WHAT YOU HAVE TO DO:
Copy out the entries below precisely; nothing is to be omitted.

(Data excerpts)
-*-*-

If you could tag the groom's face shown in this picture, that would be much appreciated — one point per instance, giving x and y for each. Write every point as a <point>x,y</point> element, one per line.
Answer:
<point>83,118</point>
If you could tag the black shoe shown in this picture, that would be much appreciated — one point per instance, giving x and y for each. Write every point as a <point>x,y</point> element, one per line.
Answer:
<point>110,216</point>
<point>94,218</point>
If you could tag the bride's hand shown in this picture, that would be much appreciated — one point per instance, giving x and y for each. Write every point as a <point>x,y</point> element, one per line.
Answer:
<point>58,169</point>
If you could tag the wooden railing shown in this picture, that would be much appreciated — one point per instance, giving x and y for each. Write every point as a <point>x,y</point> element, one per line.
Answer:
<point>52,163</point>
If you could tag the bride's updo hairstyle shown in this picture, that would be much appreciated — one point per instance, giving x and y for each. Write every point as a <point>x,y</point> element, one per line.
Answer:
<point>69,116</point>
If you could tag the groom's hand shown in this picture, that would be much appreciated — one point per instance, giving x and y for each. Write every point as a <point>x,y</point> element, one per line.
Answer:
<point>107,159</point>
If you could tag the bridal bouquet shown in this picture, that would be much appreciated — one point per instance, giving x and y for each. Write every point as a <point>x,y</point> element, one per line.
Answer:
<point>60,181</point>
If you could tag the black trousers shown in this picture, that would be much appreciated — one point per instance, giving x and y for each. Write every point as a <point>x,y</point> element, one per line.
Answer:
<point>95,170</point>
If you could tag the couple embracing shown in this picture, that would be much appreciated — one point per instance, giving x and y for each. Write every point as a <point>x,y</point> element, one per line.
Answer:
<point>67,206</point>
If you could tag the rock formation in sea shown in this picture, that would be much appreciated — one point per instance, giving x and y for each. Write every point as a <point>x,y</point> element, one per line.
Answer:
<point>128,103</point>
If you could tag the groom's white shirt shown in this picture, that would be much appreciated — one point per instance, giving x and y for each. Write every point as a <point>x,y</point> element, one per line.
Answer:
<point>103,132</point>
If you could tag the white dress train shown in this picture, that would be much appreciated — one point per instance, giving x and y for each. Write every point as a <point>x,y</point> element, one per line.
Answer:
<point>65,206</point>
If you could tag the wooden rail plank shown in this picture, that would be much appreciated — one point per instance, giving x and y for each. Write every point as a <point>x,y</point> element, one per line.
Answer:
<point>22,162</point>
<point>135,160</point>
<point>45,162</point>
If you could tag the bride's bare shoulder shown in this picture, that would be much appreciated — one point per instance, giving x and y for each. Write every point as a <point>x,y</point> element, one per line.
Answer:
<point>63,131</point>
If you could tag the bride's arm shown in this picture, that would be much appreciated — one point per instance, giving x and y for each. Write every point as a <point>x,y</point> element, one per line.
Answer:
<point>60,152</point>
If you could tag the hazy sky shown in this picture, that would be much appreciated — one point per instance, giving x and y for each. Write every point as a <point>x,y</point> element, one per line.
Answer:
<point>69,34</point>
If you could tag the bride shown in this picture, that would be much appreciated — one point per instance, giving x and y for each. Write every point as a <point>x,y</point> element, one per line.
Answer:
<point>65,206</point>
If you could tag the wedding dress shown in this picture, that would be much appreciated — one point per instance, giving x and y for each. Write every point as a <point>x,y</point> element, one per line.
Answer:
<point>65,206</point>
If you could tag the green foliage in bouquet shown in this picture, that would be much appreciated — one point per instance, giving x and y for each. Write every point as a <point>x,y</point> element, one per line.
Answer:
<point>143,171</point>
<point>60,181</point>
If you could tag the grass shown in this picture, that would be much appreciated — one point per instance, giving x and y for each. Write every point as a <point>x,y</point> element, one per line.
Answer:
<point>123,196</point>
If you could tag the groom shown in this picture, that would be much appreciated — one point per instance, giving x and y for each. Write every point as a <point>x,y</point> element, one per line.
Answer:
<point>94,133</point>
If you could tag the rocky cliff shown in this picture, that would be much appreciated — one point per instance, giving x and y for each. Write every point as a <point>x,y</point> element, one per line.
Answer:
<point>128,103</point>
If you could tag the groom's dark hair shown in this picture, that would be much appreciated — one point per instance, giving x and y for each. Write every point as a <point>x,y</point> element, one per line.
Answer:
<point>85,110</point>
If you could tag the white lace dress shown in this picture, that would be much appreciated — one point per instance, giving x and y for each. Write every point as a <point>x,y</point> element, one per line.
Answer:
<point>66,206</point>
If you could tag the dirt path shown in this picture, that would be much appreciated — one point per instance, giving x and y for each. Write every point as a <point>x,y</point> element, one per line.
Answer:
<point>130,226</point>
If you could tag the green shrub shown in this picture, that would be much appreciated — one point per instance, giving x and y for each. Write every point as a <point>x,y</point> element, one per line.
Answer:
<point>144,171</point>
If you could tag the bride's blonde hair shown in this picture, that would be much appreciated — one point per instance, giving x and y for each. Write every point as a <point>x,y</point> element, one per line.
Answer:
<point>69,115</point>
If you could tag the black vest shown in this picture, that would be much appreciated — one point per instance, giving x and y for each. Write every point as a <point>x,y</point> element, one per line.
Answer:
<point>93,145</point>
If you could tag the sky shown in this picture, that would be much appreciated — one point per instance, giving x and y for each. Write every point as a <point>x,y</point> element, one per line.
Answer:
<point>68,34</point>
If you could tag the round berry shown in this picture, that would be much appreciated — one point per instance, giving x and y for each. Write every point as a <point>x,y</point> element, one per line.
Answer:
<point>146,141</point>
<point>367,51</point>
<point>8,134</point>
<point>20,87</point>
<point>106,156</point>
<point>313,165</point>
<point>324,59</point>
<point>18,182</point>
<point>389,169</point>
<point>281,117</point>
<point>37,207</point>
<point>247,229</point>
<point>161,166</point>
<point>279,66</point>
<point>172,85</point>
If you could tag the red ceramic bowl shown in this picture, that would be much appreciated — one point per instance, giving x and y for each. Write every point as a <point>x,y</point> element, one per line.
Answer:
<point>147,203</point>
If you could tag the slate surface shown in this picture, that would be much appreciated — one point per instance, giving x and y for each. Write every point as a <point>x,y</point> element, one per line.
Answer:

-*-*-

SOLUTION TO THIS TASK:
If you could tag the groom's face shown in this picture, that would be much appreciated — one point per instance, giving x and y for each. Write every point as a <point>x,y</point> element, one per line.
Answer:
<point>83,118</point>
If you could tag the black shoe shown in this picture, that would be much appreciated — one point per instance, giving x and y for each. Write every point as a <point>x,y</point> element, one per line.
Answer:
<point>110,216</point>
<point>94,218</point>
If you could tag the bride's hand shown in this picture, that would be much appreciated — one point per instance, giving x and y for each. Write every point as a <point>x,y</point> element, one per line.
Answer:
<point>58,169</point>
If you could tag the wooden railing shown in this picture, that would be much appreciated — one point per instance, giving x and y for each. Write every point as a <point>x,y</point> element, one per line.
Answer:
<point>52,163</point>
If you could tag the bride's updo hairstyle shown in this picture, that would be much appreciated — one point per instance, giving x and y for each. Write every point as a <point>x,y</point> element, one per line.
Answer:
<point>69,116</point>
If you could tag the groom's hand shown in this picture, that would be much appreciated — one point per instance, giving x and y for each. Write every point as a <point>x,y</point> element, one per line.
Answer:
<point>107,159</point>
If you could tag the bridal bouquet shown in this picture, that would be much appreciated — one point per instance, giving x and y for each. Write every point as a <point>x,y</point> element, one per line.
Answer:
<point>60,181</point>
If you could tag the black trousers shown in this picture, that would be much appreciated — one point per instance, giving x and y for each. Write every point as a <point>x,y</point> element, one per line.
Answer:
<point>95,170</point>
If you could tag the couple embracing shown in this picture, that would be much appreciated — one point per instance, giving x and y for each. Write every point as a <point>x,y</point> element, one per line.
Answer:
<point>67,206</point>
If you could tag the rock formation in sea shown in this picture, that would be much appreciated — one point per instance, giving x and y for each. Write every point as a <point>x,y</point> element, one per line.
Answer:
<point>128,103</point>
If you could tag the groom's white shirt shown in this picture, that would be much appreciated — one point per instance, giving x and y for each. Write every point as a <point>x,y</point> element, one per line.
Answer:
<point>103,132</point>
If you could tag the white dress train shown in this picture, that would be much appreciated — one point per instance, giving x and y for each. Write every point as a <point>x,y</point> element, one per line.
Answer:
<point>65,206</point>
If you could tag the wooden rail plank shown in this picture, that would be much appreciated — one point per instance, giving x and y for each. Write every point as a <point>x,y</point> element, one per line.
Answer:
<point>22,162</point>
<point>135,160</point>
<point>45,162</point>
If you could tag the bride's bare shoulder shown in this picture, that would be much appreciated — one point per instance, giving x and y for each. Write every point as a <point>x,y</point> element, one per line.
Answer:
<point>63,131</point>
If you could tag the bride's arm shown in this picture, that would be much appreciated — one point per instance, giving x and y for each. Write every point as a <point>x,y</point> element, one per line.
Answer:
<point>60,152</point>
If you could tag the hazy sky shown in this picture, that would be much appreciated — one point per instance, giving x and y for each. Write every point as a <point>x,y</point> element, one per line.
Answer:
<point>69,34</point>
If you could tag the bride shown in this picture, that would be much appreciated — one point per instance, giving x and y for each. Write every point as a <point>x,y</point> element, one per line.
Answer:
<point>65,206</point>
If you could tag the wedding dress shown in this picture, that would be much appreciated — one point per instance, giving x and y for each. Write every point as a <point>x,y</point> element, one per line.
Answer:
<point>65,206</point>
If you could tag the green foliage in bouquet shown in this picture, that would be much appreciated — one point per instance, giving x and y for each. Write every point as a <point>x,y</point> element, one per line.
Answer:
<point>143,171</point>
<point>60,181</point>
If you could tag the grass shown in this picture, that would be much appreciated — one point per instance, giving x and y for each. Write every point as a <point>x,y</point> element, one per line.
Answer:
<point>123,196</point>
If you could tag the groom shown in this picture, that would be much appreciated — one point per instance, giving x and y for each. Write every point as a <point>x,y</point> element, one per line.
Answer:
<point>94,133</point>
If you could tag the rocky cliff shown in this picture, that would be much appreciated — one point per instance, giving x and y for each. Write every point as a <point>x,y</point> element, one per line.
Answer:
<point>128,103</point>
If you could tag the groom's dark hair shown in this picture, that would be much appreciated — one point per instance, giving x and y for each. Write every point as a <point>x,y</point> element, one per line.
Answer:
<point>85,110</point>
If you could tag the white lace dress shown in this picture, that would be much appreciated — one point per instance, giving x and y for each. Write every point as a <point>x,y</point> element, one per line.
Answer:
<point>66,206</point>
If you could tag the dirt path shown in this picture, that would be much appreciated — one point per instance, giving x and y for each. Write every point as a <point>x,y</point> element, one per line.
Answer:
<point>130,226</point>
If you could tag the green shrub shown in this picture, that would be much appreciated — one point per instance, giving x and y for each. Write every point as a <point>x,y</point> element, one per line.
Answer:
<point>144,171</point>
If you could tag the bride's blonde hair shown in this picture, that would be much appreciated — one point per instance, giving x and y for each. Write every point as a <point>x,y</point> element, one per line.
Answer:
<point>69,115</point>
If you could tag the black vest shown in this picture, that would be much appreciated — one point per instance, giving x and y for each. Write every point as a <point>x,y</point> element, one per line.
Answer:
<point>93,145</point>
If you could tag the sky shown in this picture, that would be much appreciated — one point per instance, giving x and y for each. Write every point as a <point>x,y</point> element, one per line.
Answer:
<point>68,34</point>
If you could tag the round berry shown in this picture, that would be much appreciated — one point per instance, giving x and y for each. Write every point as a <point>x,y</point> element, one per line.
Answer:
<point>146,141</point>
<point>367,51</point>
<point>8,134</point>
<point>20,87</point>
<point>106,156</point>
<point>313,165</point>
<point>324,59</point>
<point>18,182</point>
<point>389,169</point>
<point>281,117</point>
<point>37,207</point>
<point>247,229</point>
<point>161,166</point>
<point>279,66</point>
<point>172,85</point>
If you could tag the red ceramic bowl shown in this picture, that would be much appreciated — one point per instance, giving x and y for each. Write every point as a <point>x,y</point> element, one per line.
Answer:
<point>147,203</point>
If you could tag the slate surface shown in this picture, that would be much appreciated — one point per instance, giving x and y for each. Write every point as a <point>x,y</point> element, one per line.
Answer:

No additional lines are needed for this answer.